• [作業指示]
- a) 本抜粋について、次の問いに答えてください。
(i) アートステーションが有していないことを被告が知っていたとされる権利は何か。
(ii) DVDの製造・販売業界で通常とされていることは何か。
(iii) 被告が侵害したとされる著作権について、括弧内に挙げられている権利は何か。
- b) 本抜粋のうち、「被告は,アートステーションが本件両作品の複製及び頒布に係る再許諾権」と「っていたにもかかわらず,上記注意義務を怠ったというべきである。」の間を、両端を含めて一字一句そのまま書き写してください。
- c) 次の各記述が本抜粋の内容と一致するかを「はい」または「いいえ」で答え、判断の根拠となる本抜粋の語句を正確に引用してください。
(i) アートステーションは被告への製造費を支払えなかったとされている。
(ii) 被告には故意も過失もないと結論づけられている。
(iii) 被告は再許諾権の有無を確認すべき注意義務を果たしたとされている。

• [ページ抜粋]
------
被告は,アートステーションが本件両作品の複製及び頒布に係る再許諾権
を有していないことも知っていたから,本件両作品の複製及び頒布が原告の
著作権を侵害することを知っていた。被告は,仮にアートステーションが上
記再許諾権を有していないことを知らなかったとしても,DVDの製造・販
売業界では再許諾を禁じるのが通常である上,アートステーションは被告へ
の製造費も支払えなかったのであるから,原告がアートステーションに対し
て上記再許諾権を付与したとは考えられず,DVDの製造・販売業者として,
原告に対してアートステーションへの再許諾権付与の有無を問い合わせた
り,アートステーションに対してライセンス契約書を提出させたりして,ア
ートステーションが上記再許諾権を有しているかを確認すべき注意義務を負
っていたにもかかわらず,上記注意義務を怠ったというべきである。
したがって,被告には,原告が本件両作品について有する著作権(複製権
及び頒布権)を侵害したことにつき,故意又は過失がある。
(被告の主張)
------
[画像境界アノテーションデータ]
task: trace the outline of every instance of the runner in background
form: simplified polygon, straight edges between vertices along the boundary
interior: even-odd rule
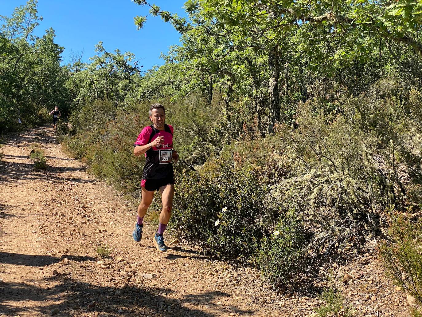
[[[56,106],[54,108],[54,109],[49,114],[50,115],[53,115],[53,126],[54,127],[54,129],[57,130],[57,126],[56,125],[57,124],[57,120],[59,120],[59,117],[62,115],[60,113],[60,111],[59,111],[59,107]]]
[[[173,149],[173,127],[165,124],[165,109],[161,104],[154,104],[149,108],[149,120],[152,124],[143,128],[133,146],[135,156],[145,155],[145,165],[141,181],[142,200],[138,208],[138,219],[134,225],[133,236],[137,242],[142,235],[143,217],[152,202],[154,192],[161,194],[162,209],[160,224],[153,239],[159,251],[167,251],[162,235],[171,215],[174,194],[174,174],[173,160],[179,159]]]

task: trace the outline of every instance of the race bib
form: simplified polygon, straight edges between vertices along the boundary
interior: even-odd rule
[[[171,163],[172,150],[160,150],[158,163],[160,164],[168,164]]]

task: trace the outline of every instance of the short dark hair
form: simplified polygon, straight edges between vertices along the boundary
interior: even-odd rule
[[[161,104],[153,104],[151,105],[151,107],[149,107],[150,117],[152,116],[153,109],[162,109],[162,111],[164,112],[164,114],[165,114],[165,108],[164,108],[164,106]]]

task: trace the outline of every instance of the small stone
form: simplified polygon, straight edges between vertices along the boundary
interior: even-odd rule
[[[146,279],[152,279],[154,278],[154,276],[155,275],[153,274],[144,274],[143,278]]]
[[[179,241],[179,239],[176,238],[174,240],[170,242],[170,245],[173,245],[173,244],[177,244],[177,243],[180,243],[180,241]]]
[[[343,280],[342,281],[343,283],[347,283],[347,282],[348,282],[349,281],[351,281],[352,280],[353,280],[353,278],[353,278],[353,277],[350,274],[346,273],[346,274],[344,274],[344,276],[343,277]]]
[[[416,305],[416,299],[415,298],[414,296],[408,294],[407,302],[409,303],[409,305],[411,306]]]

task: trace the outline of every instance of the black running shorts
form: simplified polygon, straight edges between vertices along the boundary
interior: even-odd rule
[[[141,182],[141,186],[149,191],[154,191],[159,190],[160,188],[162,186],[174,183],[174,175],[173,173],[170,173],[164,178],[143,179]]]

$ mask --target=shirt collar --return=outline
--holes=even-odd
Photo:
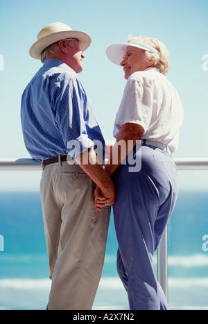
[[[57,60],[56,58],[46,58],[44,62],[43,66],[48,67],[58,67],[61,69],[69,71],[70,72],[73,73],[76,76],[77,75],[73,69],[69,67],[69,65],[60,60]]]

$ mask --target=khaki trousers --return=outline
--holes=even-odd
[[[103,266],[110,207],[93,206],[92,181],[77,164],[48,165],[40,191],[52,280],[49,309],[91,309]]]

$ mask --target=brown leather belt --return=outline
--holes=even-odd
[[[49,157],[42,160],[42,165],[44,168],[46,165],[53,164],[53,163],[58,163],[58,162],[67,161],[67,155],[55,156],[54,157]]]

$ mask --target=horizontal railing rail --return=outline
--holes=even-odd
[[[175,158],[177,170],[208,170],[208,158]],[[33,159],[0,159],[0,171],[41,171]],[[166,228],[157,249],[157,278],[168,298],[168,235]]]
[[[175,158],[177,170],[208,170],[208,158]],[[0,159],[0,171],[41,171],[33,159]]]

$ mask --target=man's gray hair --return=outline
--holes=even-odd
[[[76,38],[66,38],[64,40],[67,41],[68,45],[72,46],[74,40],[76,40]],[[57,51],[59,49],[58,42],[58,42],[55,42],[55,43],[51,44],[51,45],[49,45],[42,52],[40,59],[42,63],[44,62],[46,57],[49,54],[54,54],[55,51]]]

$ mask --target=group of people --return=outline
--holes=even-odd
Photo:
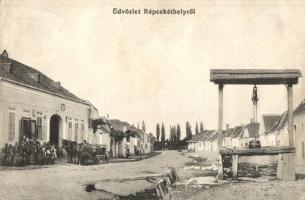
[[[3,165],[23,166],[32,164],[54,164],[57,158],[57,149],[48,143],[40,144],[36,138],[26,136],[14,145],[5,144],[3,149]]]

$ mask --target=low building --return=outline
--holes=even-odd
[[[295,133],[294,144],[296,148],[296,173],[305,174],[305,100],[299,104],[293,114]]]
[[[0,55],[0,148],[23,137],[58,146],[90,134],[92,106],[40,71]]]
[[[248,147],[251,140],[259,138],[259,123],[251,122],[245,125],[238,138],[240,147]]]

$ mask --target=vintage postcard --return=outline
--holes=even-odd
[[[303,0],[0,0],[0,199],[305,200]]]

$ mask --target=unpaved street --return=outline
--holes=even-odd
[[[183,169],[191,158],[176,151],[167,151],[137,162],[110,163],[92,166],[59,164],[38,169],[0,171],[0,199],[112,199],[128,196],[153,186],[135,177],[164,173],[176,169],[180,180],[173,185],[172,199],[213,200],[276,200],[305,199],[305,180],[298,181],[230,181],[220,185],[185,184],[191,177],[211,176],[202,170]],[[127,180],[122,180],[127,179]],[[86,192],[85,186],[95,184],[96,191]]]
[[[137,162],[109,163],[91,166],[75,164],[53,165],[39,169],[0,171],[0,199],[107,199],[107,192],[127,195],[152,184],[118,179],[164,173],[169,167],[182,168],[188,160],[174,151]],[[85,185],[93,183],[106,192],[86,192]]]

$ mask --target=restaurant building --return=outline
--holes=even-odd
[[[0,55],[0,148],[24,136],[61,147],[88,138],[92,106],[40,71]]]

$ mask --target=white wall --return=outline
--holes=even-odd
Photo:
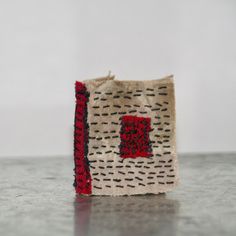
[[[73,151],[74,81],[174,74],[179,152],[236,151],[236,1],[1,0],[0,156]]]

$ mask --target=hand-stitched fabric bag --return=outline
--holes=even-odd
[[[173,76],[76,82],[78,194],[161,193],[178,182]]]

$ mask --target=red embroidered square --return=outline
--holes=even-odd
[[[149,139],[151,118],[123,116],[120,130],[120,157],[136,158],[152,156]]]

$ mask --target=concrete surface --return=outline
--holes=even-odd
[[[0,235],[236,235],[236,154],[181,155],[173,192],[75,197],[72,157],[0,160]]]

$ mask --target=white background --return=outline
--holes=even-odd
[[[1,0],[0,156],[73,153],[74,81],[175,75],[179,152],[236,151],[236,1]]]

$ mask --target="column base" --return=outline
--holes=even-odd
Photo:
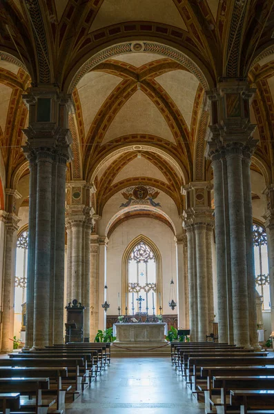
[[[43,351],[46,349],[46,346],[32,346],[29,351]]]

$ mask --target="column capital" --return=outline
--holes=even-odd
[[[6,229],[8,233],[13,234],[14,231],[17,231],[19,228],[18,223],[21,221],[21,219],[14,213],[9,213],[6,217]]]
[[[266,196],[267,210],[263,215],[266,220],[265,226],[269,230],[274,229],[274,184],[267,186],[262,192]]]
[[[193,181],[182,188],[182,193],[186,195],[186,209],[183,213],[184,226],[213,221],[212,189],[210,181]]]
[[[98,244],[99,246],[108,246],[108,239],[106,236],[98,236]]]
[[[211,105],[208,157],[213,156],[213,151],[231,142],[255,148],[257,140],[252,135],[256,125],[251,124],[250,117],[250,101],[255,90],[247,80],[224,78],[217,88],[206,92]]]
[[[29,126],[23,130],[28,140],[23,147],[28,158],[35,157],[40,148],[51,148],[57,161],[65,164],[72,158],[72,138],[68,128],[68,115],[73,110],[72,96],[60,92],[55,85],[31,88],[23,95],[29,108]]]
[[[186,232],[184,232],[182,235],[178,235],[174,237],[174,241],[178,245],[179,244],[187,244],[188,239],[186,237]]]

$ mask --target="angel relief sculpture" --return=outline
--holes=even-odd
[[[130,204],[150,204],[153,207],[161,207],[160,203],[154,201],[159,193],[160,192],[156,191],[153,187],[129,187],[121,193],[126,202],[122,203],[120,207],[128,207]]]

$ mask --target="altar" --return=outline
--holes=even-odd
[[[143,324],[114,324],[115,342],[166,342],[167,324],[162,322]]]

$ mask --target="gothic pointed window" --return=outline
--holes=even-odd
[[[139,302],[137,299],[141,296],[144,299],[141,301],[141,313],[146,312],[147,306],[148,315],[153,315],[153,300],[156,307],[156,259],[154,253],[144,241],[138,243],[130,254],[128,270],[128,312],[132,313],[133,307],[135,312],[138,312]]]
[[[262,308],[267,310],[271,308],[267,238],[264,229],[257,224],[253,225],[253,246],[256,288],[262,296]]]
[[[17,338],[24,342],[26,329],[26,294],[27,286],[28,232],[19,235],[17,243],[15,298],[14,298],[14,331]]]

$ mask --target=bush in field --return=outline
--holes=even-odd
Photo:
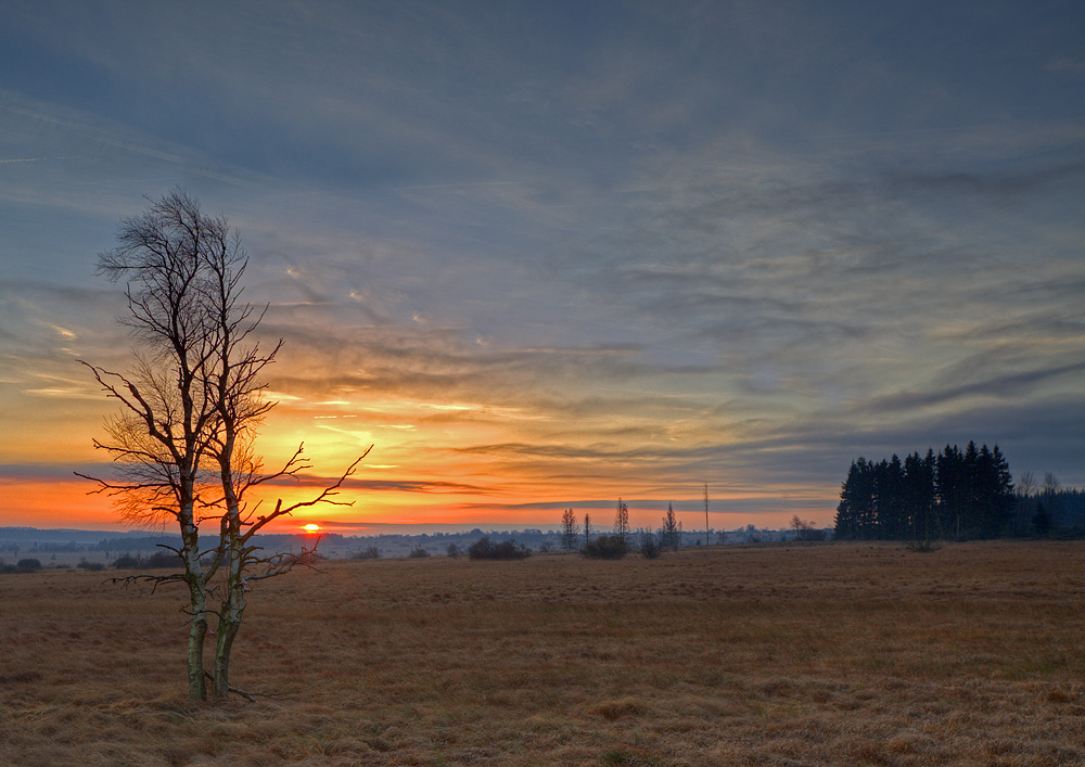
[[[582,552],[597,560],[620,560],[629,553],[629,544],[620,535],[601,535],[589,540]]]
[[[651,530],[646,530],[640,537],[640,553],[644,559],[653,560],[663,551],[659,539]]]
[[[468,557],[473,560],[522,560],[531,555],[531,549],[514,540],[494,544],[489,538],[480,538],[468,548]]]

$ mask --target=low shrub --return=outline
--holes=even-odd
[[[601,535],[585,544],[580,551],[597,560],[620,560],[629,553],[629,544],[620,535]]]
[[[644,533],[640,539],[640,553],[644,559],[653,560],[662,553],[660,541],[653,533]]]
[[[468,548],[468,557],[473,560],[522,560],[531,555],[531,549],[514,540],[494,544],[489,538],[480,538]]]

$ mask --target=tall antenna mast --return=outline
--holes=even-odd
[[[704,545],[709,545],[709,483],[704,483]]]

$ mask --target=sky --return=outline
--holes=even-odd
[[[368,525],[830,525],[859,456],[1085,485],[1085,5],[0,4],[0,526],[117,527],[119,220],[224,214],[267,464]]]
------
• [回答]
- a)
(i) 本件両作品の複製及び頒布に係る再許諾権
(ii) 再許諾を禁じること
(iii) 複製権及び頒布権

- b)
被告は,アートステーションが本件両作品の複製及び頒布に係る再許諾権
を有していないことも知っていたから,本件両作品の複製及び頒布が原告の
著作権を侵害することを知っていた。被告は,仮にアートステーションが上
記再許諾権を有していないことを知らなかったとしても,DVDの製造・販
売業界では再許諾を禁じるのが通常である上,アートステーションは被告へ
の製造費も支払えなかったのであるから,原告がアートステーションに対し
て上記再許諾権を付与したとは考えられず,DVDの製造・販売業者として,
原告に対してアートステーションへの再許諾権付与の有無を問い合わせた
り,アートステーションに対してライセンス契約書を提出させたりして,ア
ートステーションが上記再許諾権を有しているかを確認すべき注意義務を負
っていたにもかかわらず,上記注意義務を怠ったというべきである。

- c)
(i) はい。「アートステーションは被告への製造費も支払えなかった」
(ii) いいえ。「故意又は過失がある」
(iii) いいえ。「上記注意義務を怠ったというべきである」